--- Task statement ---
Would you please repeat the data that follows, exactly as it reads?

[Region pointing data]
####

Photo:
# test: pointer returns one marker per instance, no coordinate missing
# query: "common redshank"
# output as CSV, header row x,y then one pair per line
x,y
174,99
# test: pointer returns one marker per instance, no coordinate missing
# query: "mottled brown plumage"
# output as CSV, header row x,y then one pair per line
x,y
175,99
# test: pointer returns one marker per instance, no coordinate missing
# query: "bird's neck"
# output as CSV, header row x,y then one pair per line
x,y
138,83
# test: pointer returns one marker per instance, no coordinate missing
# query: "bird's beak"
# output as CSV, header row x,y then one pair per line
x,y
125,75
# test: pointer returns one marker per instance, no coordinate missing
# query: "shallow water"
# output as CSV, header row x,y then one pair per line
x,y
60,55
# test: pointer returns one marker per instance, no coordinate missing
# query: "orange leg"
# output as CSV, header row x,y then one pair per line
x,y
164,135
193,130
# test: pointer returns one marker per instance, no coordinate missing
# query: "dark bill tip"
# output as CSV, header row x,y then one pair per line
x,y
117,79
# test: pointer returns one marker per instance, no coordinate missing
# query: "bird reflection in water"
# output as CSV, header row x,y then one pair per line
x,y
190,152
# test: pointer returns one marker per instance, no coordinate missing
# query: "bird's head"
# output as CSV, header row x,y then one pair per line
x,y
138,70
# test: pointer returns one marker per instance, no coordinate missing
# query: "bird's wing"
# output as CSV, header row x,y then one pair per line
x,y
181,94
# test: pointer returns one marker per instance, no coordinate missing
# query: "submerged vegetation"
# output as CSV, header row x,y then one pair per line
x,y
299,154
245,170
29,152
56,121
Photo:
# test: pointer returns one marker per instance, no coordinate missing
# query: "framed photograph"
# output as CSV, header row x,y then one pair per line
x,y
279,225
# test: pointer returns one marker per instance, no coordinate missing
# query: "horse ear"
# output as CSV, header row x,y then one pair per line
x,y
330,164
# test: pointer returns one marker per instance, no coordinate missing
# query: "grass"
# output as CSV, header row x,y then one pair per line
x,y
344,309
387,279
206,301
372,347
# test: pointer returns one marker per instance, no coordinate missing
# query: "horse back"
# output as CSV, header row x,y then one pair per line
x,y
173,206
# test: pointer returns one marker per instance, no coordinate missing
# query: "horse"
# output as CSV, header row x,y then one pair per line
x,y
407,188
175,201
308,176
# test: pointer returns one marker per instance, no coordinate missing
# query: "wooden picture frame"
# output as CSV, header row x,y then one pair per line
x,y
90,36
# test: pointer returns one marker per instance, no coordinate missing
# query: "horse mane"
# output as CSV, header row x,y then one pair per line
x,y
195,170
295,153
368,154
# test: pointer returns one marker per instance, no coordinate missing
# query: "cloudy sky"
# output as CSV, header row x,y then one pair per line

####

--- Exercise output ---
Photo:
# test: pointer returns one marker per instance, no coordinate missing
# query: "common redshank"
# output as CSV, header row x,y then one pair per line
x,y
174,99
# test: pointer returns one marker per instance, no coordinate missing
# query: "mottled brown plumage"
# output as CSV, header row x,y then one pair per line
x,y
175,99
# test: pointer returns one marker per instance, no coordinate missing
# query: "bird's neck"
# output as CSV, header row x,y then one pair per line
x,y
138,83
# test: pointer returns one marker per instance, no coordinate missing
# query: "bird's beak"
# output as CSV, header row x,y then one pair per line
x,y
125,75
# test: pointer returns one marker per instance, no coordinate missing
# query: "shallow water"
# output as CSV, header row x,y then one pair per line
x,y
60,55
# test: pointer returns one marker per instance, no coordinate missing
# query: "orange leg"
# output as CSV, header row x,y then one pair per line
x,y
164,135
193,130
# test: pointer returns one marker per instance, no coordinate missing
# query: "dark bill tip"
# output as CSV, header row x,y then one pair per line
x,y
117,79
# test: pointer returns one marker per instance, no coordinate missing
# query: "bird reflection in water"
# output as CSV, header row x,y then one pair per line
x,y
190,152
# test: pointer returns one marker per instance, no coordinate missing
# query: "bird's head"
# output as CSV, header row x,y then one pair per line
x,y
138,70
# test: pointer returns one marker per instance, no coordinate missing
# query: "bird's wing"
# output as CSV, header row x,y then one pair per line
x,y
181,94
# test: pointer returns one marker per instance, no coordinate missing
# query: "submerged vegetation"
# output as CSV, header row x,y then one pair per line
x,y
299,154
245,170
29,152
56,121
Photo:
# test: pointer returns one marker per instance, no coordinate missing
# query: "framed photograph"
# output as CSV, header row x,y then one pair per line
x,y
279,225
# test: pointer returns one marker per instance, no coordinate missing
# query: "horse ear"
# output as CSV, header row x,y then one pair per line
x,y
330,164
# test: pointer returns one marker per instance, no coordinate missing
# query: "grass"
# output as CSV, header row x,y then one pair per line
x,y
344,309
387,279
206,301
372,347
# test: pointer returns one marker per instance, no coordinate missing
# query: "horse back"
# output as CSV, header row x,y then one pair per line
x,y
173,206
# test: pointer returns one marker per instance, no coordinate missing
# query: "horse"
# output as CSV, header row x,y then one pair per line
x,y
407,188
175,201
308,176
# test: pointer returns one marker per instance, no coordinate missing
# query: "wooden picture frame"
# output as CSV, header row x,y then one pair per line
x,y
90,36
# test: pointer returns one marker per instance, no coordinate missing
# query: "horse mane"
# output as CSV, header row x,y then one pair per line
x,y
195,170
295,153
368,154
# test: pointer returns one marker per instance, no coordinate missing
# query: "cloudy sky"
# output as CSV, header row x,y then one pair per line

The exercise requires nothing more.